PROVIDED DATA:
▼▼▼
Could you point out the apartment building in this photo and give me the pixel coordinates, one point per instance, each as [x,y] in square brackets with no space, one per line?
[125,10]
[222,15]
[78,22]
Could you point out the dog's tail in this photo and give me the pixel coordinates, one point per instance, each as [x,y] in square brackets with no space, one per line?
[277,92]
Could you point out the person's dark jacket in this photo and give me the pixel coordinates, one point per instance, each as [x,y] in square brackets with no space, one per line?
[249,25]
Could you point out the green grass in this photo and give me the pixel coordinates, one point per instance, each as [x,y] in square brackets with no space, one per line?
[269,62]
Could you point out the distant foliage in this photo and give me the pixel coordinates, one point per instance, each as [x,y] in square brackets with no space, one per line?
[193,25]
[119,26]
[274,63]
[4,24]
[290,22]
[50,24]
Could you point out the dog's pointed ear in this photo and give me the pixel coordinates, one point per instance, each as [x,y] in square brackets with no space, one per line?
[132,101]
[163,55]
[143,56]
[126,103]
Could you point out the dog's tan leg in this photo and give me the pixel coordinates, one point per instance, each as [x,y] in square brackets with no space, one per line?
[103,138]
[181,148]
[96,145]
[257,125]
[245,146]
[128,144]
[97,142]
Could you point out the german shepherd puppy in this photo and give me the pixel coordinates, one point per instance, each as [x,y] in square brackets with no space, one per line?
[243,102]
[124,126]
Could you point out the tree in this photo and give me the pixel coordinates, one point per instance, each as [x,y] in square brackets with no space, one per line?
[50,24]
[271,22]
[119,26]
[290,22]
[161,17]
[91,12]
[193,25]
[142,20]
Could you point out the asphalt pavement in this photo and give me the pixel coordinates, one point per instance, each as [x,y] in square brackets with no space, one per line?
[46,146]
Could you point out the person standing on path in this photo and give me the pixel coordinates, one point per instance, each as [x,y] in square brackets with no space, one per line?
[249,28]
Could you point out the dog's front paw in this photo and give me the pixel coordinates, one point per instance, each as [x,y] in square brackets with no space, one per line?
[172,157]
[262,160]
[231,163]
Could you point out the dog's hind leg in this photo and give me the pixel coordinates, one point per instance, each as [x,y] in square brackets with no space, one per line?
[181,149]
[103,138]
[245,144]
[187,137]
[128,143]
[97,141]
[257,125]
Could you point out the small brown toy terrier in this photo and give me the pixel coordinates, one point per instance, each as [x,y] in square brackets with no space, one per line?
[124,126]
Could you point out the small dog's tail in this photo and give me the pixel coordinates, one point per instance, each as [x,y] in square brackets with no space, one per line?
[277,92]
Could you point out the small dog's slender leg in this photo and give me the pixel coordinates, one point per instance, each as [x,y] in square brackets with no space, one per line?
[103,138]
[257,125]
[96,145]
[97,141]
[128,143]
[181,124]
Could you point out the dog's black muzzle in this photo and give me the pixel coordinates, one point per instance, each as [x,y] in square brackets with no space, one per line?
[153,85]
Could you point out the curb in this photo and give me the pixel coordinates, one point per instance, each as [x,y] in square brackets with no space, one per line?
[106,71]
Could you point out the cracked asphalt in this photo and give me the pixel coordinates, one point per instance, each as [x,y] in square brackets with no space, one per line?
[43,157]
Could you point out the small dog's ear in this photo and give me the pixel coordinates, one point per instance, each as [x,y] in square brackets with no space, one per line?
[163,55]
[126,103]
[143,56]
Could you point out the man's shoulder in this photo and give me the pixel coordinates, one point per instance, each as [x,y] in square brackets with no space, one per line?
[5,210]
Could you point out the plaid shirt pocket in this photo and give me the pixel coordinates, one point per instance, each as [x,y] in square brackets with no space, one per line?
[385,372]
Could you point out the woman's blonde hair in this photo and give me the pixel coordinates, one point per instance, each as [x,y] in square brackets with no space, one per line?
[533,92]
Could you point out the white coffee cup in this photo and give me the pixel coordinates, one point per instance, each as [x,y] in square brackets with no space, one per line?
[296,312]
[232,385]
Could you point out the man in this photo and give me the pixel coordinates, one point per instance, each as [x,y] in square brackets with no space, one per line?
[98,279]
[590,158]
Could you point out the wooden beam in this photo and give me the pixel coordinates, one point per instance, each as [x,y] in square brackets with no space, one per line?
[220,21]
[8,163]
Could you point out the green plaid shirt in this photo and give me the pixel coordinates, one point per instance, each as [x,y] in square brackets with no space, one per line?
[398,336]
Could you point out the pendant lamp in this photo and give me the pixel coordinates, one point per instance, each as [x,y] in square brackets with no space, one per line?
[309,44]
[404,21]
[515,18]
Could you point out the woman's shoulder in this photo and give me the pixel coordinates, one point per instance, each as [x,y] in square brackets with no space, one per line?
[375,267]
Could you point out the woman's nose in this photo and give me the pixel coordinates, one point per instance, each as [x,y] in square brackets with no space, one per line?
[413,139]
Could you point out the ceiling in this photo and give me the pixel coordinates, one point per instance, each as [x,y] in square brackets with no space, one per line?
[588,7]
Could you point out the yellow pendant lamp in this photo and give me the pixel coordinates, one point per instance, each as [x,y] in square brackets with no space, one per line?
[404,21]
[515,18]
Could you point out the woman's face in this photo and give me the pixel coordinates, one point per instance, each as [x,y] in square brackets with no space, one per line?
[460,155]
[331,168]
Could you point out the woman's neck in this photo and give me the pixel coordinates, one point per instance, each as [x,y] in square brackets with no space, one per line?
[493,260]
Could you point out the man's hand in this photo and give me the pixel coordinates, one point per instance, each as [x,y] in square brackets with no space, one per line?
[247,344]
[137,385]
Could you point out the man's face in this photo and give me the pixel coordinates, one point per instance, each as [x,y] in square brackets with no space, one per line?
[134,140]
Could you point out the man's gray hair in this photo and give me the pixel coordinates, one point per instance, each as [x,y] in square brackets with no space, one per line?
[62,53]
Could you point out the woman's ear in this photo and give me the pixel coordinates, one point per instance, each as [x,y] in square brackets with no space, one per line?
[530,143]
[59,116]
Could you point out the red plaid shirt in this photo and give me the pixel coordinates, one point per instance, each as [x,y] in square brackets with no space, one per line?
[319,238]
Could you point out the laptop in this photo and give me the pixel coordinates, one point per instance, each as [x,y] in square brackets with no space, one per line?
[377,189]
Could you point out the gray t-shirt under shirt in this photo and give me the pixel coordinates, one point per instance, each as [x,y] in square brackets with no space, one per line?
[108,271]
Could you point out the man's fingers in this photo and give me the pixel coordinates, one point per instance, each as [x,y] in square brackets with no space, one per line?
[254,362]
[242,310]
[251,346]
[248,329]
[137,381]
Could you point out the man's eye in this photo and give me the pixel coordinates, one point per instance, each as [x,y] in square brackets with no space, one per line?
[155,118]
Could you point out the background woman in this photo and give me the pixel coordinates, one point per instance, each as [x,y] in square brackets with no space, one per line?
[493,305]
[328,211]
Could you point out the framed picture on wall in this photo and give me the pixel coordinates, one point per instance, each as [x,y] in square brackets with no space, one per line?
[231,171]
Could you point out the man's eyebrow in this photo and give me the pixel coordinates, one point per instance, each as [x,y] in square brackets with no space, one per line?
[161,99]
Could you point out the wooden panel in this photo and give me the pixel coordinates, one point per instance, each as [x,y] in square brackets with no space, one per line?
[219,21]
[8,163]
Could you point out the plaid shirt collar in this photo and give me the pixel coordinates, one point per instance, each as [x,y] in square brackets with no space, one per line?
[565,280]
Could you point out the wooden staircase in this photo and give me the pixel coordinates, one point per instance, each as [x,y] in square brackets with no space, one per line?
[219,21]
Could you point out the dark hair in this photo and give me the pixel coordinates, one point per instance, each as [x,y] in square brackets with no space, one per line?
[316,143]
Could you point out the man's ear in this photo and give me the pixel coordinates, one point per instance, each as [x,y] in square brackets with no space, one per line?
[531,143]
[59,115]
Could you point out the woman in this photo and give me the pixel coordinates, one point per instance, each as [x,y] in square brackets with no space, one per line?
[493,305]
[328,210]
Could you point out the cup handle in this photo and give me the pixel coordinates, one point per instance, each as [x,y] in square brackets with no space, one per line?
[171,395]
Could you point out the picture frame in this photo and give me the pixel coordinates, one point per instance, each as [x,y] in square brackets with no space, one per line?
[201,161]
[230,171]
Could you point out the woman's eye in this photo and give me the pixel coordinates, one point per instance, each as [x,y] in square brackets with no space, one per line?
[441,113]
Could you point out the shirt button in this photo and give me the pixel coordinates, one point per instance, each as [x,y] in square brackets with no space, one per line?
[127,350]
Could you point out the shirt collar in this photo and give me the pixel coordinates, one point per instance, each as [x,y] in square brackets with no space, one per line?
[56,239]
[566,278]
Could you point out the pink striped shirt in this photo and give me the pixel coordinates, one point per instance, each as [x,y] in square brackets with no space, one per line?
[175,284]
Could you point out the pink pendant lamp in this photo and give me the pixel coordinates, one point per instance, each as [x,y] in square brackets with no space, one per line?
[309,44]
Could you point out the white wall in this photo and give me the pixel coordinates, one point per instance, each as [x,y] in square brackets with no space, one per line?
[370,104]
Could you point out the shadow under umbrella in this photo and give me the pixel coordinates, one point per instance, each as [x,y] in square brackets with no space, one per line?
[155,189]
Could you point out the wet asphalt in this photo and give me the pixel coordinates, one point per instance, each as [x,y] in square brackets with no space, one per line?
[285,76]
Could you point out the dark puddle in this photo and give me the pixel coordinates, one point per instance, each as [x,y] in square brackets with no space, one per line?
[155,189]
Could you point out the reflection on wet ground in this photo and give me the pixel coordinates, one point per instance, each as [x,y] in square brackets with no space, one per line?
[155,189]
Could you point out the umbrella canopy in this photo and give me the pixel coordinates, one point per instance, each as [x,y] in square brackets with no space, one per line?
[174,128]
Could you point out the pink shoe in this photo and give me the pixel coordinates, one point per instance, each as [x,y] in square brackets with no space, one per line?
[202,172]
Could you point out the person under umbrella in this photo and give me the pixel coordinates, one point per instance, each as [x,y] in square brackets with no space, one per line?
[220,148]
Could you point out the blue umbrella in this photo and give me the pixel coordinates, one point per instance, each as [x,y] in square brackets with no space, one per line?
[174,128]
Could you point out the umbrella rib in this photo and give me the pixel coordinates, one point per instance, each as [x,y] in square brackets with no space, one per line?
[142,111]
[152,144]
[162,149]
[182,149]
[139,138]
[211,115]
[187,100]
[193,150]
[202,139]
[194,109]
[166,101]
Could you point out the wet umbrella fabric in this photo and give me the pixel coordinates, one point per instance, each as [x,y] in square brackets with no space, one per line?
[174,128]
▲▲▲
▼▼▼
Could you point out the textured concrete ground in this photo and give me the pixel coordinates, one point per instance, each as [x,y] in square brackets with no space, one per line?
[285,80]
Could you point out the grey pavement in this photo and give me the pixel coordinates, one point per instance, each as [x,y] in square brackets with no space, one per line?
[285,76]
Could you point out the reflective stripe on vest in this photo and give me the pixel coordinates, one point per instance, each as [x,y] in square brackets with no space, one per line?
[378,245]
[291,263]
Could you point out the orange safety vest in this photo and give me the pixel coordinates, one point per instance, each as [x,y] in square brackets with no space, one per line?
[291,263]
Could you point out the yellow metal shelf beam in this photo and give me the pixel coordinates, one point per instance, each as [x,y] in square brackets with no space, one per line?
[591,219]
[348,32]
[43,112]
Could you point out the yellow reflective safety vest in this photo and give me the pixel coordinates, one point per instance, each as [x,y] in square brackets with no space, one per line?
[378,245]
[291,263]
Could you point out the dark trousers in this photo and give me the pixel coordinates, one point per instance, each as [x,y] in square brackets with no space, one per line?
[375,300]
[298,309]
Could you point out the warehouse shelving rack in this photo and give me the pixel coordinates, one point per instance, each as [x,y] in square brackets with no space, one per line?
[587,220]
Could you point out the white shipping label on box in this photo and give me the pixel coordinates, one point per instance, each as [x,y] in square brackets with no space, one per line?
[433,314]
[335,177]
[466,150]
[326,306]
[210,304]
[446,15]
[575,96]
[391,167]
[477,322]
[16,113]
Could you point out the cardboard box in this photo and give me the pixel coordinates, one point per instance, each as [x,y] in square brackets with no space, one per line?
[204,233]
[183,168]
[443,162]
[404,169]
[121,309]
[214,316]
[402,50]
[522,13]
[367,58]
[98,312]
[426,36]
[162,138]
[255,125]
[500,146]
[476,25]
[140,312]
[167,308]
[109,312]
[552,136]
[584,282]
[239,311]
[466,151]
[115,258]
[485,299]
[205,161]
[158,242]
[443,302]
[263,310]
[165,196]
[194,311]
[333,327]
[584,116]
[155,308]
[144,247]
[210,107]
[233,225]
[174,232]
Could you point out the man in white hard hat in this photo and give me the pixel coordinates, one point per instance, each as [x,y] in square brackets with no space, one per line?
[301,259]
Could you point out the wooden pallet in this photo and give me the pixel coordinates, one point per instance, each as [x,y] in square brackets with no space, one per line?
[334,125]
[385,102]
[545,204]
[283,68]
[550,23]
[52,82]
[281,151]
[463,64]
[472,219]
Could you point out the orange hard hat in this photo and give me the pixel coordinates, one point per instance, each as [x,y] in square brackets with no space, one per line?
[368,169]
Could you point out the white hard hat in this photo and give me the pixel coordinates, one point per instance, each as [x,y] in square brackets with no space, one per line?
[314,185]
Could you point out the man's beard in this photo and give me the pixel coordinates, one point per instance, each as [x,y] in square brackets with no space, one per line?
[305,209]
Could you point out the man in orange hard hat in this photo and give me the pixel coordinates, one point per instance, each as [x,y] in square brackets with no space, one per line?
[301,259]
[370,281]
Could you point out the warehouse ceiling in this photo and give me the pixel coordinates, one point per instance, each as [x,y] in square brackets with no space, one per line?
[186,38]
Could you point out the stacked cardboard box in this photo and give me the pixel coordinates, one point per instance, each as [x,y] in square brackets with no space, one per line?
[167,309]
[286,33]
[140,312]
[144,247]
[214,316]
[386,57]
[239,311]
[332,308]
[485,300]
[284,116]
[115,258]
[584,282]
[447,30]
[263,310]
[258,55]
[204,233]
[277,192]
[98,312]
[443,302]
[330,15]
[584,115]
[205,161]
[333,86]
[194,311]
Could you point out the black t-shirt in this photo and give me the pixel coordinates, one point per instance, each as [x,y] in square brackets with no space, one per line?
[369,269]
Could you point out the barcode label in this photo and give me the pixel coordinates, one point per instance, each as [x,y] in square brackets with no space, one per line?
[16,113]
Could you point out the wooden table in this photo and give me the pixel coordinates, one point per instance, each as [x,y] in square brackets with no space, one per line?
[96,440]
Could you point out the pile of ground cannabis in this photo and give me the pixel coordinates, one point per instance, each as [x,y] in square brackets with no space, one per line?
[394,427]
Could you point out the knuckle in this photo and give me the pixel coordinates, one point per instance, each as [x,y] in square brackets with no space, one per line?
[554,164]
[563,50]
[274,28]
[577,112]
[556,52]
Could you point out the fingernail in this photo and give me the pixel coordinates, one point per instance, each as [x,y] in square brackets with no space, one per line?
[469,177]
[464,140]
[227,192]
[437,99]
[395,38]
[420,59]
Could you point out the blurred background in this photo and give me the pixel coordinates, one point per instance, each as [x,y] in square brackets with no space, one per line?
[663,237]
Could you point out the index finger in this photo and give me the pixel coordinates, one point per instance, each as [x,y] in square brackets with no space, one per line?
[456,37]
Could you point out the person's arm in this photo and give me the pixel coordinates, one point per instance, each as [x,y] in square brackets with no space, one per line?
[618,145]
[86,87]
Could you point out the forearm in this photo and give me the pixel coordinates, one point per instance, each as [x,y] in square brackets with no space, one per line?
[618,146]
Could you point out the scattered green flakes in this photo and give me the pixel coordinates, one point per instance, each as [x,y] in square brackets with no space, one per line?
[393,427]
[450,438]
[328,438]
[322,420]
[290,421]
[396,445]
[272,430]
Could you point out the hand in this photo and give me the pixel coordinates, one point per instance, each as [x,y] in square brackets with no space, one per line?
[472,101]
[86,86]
▲▲▲
DESCRIPTION OF THE TASK: Please pick out every line in the two blocks of the listing above that contains the word "ceiling", and copy each such line in full.

TASK RESULT:
Could you point out the ceiling in this photo and give me the pixel coordinates, one point per instance, each as [x,y] in square brackets with no space, one per line?
Could you point out the warehouse ceiling in this photo and give me the pixel coordinates, one point per instance, each as [x,y] in square brackets with no space, one per line?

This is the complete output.